Passage:
□ □ □
In [1]:
import numpy as np 
import pandas as pd 
import os 
import glob
import warnings
warnings.filterwarnings('ignore')    ## I don't like pandas setting with copy warnings 

In [None]:
### FYI: GDD has no data for Somalia. I have included it in my list tho

emro = ['AFG', 'ARE', 'BHR', 'DJI','EGY','IRN','IRQ','JOR',
        'KWT', 'LBN', 'LBR', 'MAR', 'OMN', 'PAK','PSE' , 'QAT','SAU',
        'SDN','SOM', 'SYR', 'YEM','TUN']
drop_list = ['superregion2','age','urban','edu']

def select(col, val,df):
        df = df[df[col] == val]
        return df

def emro_select(df:pd.DataFrame):
    d1 = select('age',999,df)
    d2 = select('edu',999,d1)
    d3 = select('urban',999,d2)
    d3 = d3.drop(drop_list,axis=1)
    # d4 = d3[d3['iso3'].isin(emro)]

    all = select('female',999,d3)
    males = select('female',0,d3)
    females = select('female',1,d3)
        
    return all, males, females 



In [3]:
def get_pivots(df):
    cf = df.pivot_table(index='year', columns='iso3', values='score').transpose()
□ □ □
Items:
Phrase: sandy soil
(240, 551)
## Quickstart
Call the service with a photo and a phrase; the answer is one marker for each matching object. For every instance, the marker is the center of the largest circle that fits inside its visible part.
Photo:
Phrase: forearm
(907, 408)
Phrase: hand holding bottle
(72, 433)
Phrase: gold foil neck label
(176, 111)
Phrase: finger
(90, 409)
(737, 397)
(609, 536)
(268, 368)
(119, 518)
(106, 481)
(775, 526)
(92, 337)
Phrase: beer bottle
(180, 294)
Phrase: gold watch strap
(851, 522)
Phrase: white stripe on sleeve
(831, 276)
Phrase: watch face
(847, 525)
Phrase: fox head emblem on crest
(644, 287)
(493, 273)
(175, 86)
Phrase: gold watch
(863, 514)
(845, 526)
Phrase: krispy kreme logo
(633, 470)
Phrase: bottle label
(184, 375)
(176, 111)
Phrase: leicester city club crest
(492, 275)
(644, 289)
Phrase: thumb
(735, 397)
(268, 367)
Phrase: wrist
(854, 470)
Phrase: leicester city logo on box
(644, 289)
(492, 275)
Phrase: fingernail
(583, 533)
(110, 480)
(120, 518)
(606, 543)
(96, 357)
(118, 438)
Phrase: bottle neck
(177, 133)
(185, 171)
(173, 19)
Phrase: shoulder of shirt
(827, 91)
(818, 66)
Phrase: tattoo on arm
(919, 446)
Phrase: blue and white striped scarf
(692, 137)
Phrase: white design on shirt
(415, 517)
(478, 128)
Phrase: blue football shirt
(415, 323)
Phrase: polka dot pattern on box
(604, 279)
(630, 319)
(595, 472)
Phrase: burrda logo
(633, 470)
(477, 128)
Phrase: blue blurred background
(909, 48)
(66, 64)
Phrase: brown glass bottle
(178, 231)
□ □ □
Job: Please decide whether each statement agrees with the code above, and answer yes or no with the deciding words from the code quoted exactly. 1. Somalia is included in the list named emro even though GDD has no data for it. 2. The function emro_select keeps only the rows whose iso3 value is in emro. 3. The column 'female' is one of the names in drop_list.

Full answer:
1. Yes: "GDD has no data for Somalia. I have included it in my list tho"
2. No: "# d4 = d3[d3['iso3'].isin(emro)]"
3. No: "drop_list = ['superregion2','age','urban','edu']"